→ **Task to complete**
In the book review, what does the yearbook editor ask Mike to create for the commemorative edition?

________________ CM . . . . Volume X Number 2. . . . September 19, 2003

cover

Waiting for Sarah.

Bruce McBay and James Heneghan.
Victoria, BC: Orca, 2003.
170 pp., pbk, $9.95.
ISBN 1-55143-270-6.

Grades 9 and up / Ages 14 and up.

Review by Joanne Peters.

***1/2 /4


excerpt:

He stares out the widow at the city towers and North Shore mountains, remembering his mother, who is standing and smiling, eyes closed, face raised to the sun. Birds come to her and flock about her and alight on her hands and shoulders and brush her face with their wings. It is only an image, one he has dreamed up probably, but it seems true all the same.

He remembers her as she was on the day of the accident. His father and Becky are still upstairs. It is very early in the morning. Birds sing in the trees and gardens. His mother wears her blue track suit - the one Dad got her for Christmas. Already she has been out for her daily run along the sea wall and is now working in the kitchen, peeling and chopping, preparing food so their supper will be ready when they get back home from the annual air show.

But Mike and his family never enjoy the carrot-parsnip soup that his mother is preparing. On their way home from the Abbotsford Air show, a drunk driver crosses the median, collides with the Scott family vehicle, killing three of them, and leaving Mike critically injured, his legs a mangled mess that are amputated just above the knee.

     Not surprisingly, he is one angry 16-year-old; nevertheless, his best friend and his Aunt Norma (with whom Mike goes to live) are patient and supportive, remarkably tolerant of his rage and understanding of the extent to which he has lost all that had meaning for him. Returning to his old high school, a year later, Mike finds that "now everything was meaningless. He endured it only because of Aunt Norma and Robbie." (p. 28) Mike keeps everyone at a distance, but one day, the yearbook editor corners him for a special project: a special commemorative edition of the school's yearbook, being published in celebration of Carleton High School's 50th anniversary. And because Mike is a whiz at history, he is the natural choice to create a chronicle of Carleton High for the yearbook and "for posterity." (p. 35) Considering that his own personal history has altered irrevocably, he is also an ironic choice. Offered a "special deal" - he gets out of a mind numbingly boring history teacher's class in order to undertake the research — he takes on the task.

Entries from a data collection
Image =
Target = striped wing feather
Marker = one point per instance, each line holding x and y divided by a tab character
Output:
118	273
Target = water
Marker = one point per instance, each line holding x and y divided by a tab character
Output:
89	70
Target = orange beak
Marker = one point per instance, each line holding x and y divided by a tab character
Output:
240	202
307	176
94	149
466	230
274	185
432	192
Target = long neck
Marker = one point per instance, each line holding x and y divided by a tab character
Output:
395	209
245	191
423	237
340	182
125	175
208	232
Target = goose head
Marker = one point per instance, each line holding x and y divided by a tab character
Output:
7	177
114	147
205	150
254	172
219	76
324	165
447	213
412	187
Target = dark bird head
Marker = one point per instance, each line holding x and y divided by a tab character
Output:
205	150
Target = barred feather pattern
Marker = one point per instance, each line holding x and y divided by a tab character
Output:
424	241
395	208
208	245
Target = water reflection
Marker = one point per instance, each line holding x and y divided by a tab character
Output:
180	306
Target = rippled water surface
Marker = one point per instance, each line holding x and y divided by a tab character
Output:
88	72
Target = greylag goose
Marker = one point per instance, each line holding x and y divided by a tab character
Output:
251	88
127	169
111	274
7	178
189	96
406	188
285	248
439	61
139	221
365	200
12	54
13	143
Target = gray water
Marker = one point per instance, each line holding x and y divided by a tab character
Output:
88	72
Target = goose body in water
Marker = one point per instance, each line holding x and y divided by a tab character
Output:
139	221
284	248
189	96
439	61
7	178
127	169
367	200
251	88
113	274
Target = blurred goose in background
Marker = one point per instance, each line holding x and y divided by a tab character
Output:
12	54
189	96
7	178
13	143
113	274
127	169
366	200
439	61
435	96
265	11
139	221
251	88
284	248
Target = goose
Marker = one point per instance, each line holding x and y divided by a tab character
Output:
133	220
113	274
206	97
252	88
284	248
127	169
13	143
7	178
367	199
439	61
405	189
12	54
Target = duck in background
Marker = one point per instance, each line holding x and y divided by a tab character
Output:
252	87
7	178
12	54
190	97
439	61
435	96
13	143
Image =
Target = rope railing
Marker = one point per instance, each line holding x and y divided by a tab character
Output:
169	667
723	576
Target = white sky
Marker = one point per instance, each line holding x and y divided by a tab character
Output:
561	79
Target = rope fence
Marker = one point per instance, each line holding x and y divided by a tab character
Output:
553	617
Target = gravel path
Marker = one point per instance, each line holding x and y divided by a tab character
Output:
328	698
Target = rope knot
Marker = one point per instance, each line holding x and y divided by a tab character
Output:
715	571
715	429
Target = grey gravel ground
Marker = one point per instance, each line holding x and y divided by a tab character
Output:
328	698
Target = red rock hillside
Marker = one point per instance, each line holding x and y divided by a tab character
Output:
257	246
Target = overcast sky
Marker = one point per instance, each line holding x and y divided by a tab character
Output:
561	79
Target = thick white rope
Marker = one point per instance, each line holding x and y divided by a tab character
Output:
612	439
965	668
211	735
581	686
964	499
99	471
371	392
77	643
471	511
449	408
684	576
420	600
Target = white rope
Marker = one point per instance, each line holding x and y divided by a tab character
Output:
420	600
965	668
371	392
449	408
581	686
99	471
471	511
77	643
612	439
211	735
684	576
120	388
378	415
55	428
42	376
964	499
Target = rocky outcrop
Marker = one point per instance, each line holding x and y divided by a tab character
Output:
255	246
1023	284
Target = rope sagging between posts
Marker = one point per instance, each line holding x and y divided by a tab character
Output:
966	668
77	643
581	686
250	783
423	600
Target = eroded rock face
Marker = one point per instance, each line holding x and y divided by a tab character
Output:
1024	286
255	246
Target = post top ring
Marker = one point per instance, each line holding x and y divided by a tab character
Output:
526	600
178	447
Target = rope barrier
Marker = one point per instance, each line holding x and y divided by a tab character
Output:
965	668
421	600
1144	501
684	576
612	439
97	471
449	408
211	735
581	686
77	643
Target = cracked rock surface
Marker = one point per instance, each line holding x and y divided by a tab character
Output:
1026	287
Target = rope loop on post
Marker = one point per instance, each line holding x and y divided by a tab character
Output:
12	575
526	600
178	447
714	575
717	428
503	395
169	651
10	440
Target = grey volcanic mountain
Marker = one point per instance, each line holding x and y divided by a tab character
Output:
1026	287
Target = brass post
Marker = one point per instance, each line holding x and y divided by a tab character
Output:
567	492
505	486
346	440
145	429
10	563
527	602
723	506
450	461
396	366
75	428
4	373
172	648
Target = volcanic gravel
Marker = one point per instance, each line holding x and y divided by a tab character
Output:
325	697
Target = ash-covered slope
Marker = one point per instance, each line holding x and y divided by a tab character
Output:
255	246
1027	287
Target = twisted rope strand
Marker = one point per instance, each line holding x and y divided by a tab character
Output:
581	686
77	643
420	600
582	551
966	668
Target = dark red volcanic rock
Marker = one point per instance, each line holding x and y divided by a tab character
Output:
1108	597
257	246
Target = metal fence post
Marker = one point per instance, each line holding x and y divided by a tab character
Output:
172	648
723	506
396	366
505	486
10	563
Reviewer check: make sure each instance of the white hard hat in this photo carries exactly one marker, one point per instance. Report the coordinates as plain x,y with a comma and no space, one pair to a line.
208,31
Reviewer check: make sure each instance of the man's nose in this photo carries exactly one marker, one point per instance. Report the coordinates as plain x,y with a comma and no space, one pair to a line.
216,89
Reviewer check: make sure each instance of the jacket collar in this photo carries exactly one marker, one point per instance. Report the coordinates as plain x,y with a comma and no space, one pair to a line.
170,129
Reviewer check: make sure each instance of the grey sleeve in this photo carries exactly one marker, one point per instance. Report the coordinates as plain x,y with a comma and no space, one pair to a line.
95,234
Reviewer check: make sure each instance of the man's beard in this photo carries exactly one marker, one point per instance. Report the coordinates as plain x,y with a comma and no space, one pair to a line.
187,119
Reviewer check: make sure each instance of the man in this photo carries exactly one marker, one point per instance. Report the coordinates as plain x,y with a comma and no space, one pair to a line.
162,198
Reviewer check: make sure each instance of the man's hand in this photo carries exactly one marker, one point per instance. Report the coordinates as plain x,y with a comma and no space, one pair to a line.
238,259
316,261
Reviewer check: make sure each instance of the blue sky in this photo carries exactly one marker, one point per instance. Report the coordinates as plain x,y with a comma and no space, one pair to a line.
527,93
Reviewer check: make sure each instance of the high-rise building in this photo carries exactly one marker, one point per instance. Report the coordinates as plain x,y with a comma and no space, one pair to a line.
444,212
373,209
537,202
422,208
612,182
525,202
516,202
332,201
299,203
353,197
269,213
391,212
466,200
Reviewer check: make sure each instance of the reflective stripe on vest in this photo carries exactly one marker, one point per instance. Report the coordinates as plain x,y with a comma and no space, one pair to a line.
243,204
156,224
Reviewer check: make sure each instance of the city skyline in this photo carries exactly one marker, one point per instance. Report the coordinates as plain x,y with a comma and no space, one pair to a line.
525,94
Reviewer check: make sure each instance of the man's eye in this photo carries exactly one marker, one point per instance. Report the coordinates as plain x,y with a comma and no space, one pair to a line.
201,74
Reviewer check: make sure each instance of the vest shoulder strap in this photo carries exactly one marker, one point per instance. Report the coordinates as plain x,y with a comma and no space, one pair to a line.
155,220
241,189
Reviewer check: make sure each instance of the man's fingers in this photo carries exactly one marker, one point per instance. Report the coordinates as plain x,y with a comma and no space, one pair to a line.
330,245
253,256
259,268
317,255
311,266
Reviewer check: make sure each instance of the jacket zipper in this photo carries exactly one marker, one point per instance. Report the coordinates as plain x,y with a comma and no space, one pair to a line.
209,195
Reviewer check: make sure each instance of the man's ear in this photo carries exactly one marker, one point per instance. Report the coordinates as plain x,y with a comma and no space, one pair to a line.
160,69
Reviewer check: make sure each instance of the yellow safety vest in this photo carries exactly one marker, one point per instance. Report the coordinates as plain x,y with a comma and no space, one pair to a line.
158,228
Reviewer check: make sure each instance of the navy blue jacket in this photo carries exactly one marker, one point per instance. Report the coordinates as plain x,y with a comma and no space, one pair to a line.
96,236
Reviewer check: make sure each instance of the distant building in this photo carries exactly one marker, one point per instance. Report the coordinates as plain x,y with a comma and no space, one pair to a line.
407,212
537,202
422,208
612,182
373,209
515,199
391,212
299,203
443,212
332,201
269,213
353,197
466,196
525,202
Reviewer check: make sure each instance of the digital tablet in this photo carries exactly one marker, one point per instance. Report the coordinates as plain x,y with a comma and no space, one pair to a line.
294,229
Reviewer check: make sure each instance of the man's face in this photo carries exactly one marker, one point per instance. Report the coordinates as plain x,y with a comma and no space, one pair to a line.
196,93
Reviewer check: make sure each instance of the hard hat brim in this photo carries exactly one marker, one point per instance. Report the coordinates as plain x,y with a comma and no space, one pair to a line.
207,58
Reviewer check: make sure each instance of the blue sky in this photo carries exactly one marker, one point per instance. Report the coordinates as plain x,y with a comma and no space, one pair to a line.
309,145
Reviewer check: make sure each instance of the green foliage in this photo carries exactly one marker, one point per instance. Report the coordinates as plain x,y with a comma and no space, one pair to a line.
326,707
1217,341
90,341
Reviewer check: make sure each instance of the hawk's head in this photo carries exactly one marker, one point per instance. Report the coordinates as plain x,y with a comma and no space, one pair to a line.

→ **Response**
A chronicle of Carleton High School for the special yearbook edition celebrating the school's 50th anniversary.